▶ What to do
A word-for-word transcription of the records is required.

Records shown Block Start

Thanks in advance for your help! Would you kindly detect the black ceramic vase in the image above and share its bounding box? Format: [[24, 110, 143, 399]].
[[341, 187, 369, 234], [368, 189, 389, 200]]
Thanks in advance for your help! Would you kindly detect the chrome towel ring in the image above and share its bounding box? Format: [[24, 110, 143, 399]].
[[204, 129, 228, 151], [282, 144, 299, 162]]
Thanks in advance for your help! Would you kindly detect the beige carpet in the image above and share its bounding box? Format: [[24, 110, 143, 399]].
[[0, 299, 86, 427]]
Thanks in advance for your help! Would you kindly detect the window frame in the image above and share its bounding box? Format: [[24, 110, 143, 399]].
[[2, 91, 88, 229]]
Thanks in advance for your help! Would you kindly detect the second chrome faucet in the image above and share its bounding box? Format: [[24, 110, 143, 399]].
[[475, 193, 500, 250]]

Records shown Block End

▶ Answer space
Thanks in advance for your help! Would you kindly detect the black ceramic vase in the image above and share its bounding box? Format: [[24, 110, 143, 399]].
[[341, 187, 369, 234], [368, 189, 389, 200]]
Thanks in advance for your help! Would you kindly detect the chrome towel ring in the image above and share its bounding box? Format: [[24, 110, 143, 399]].
[[204, 129, 228, 151], [282, 144, 299, 162]]
Thanks in advance for your help! Would you kindly detect the beige carpet in the image above and share its bounding box? Format: [[24, 110, 143, 399]].
[[0, 299, 86, 427]]
Thanks in advance for your help! Would you kindly detect the window frame in the image above and share its bounding box? Format: [[24, 110, 143, 399]].
[[2, 91, 88, 229]]
Thanks in advance for your help! Would you kindly detect the second chrome faucet in the image above and share its bounding box? Format: [[24, 110, 143, 399]].
[[475, 193, 500, 250]]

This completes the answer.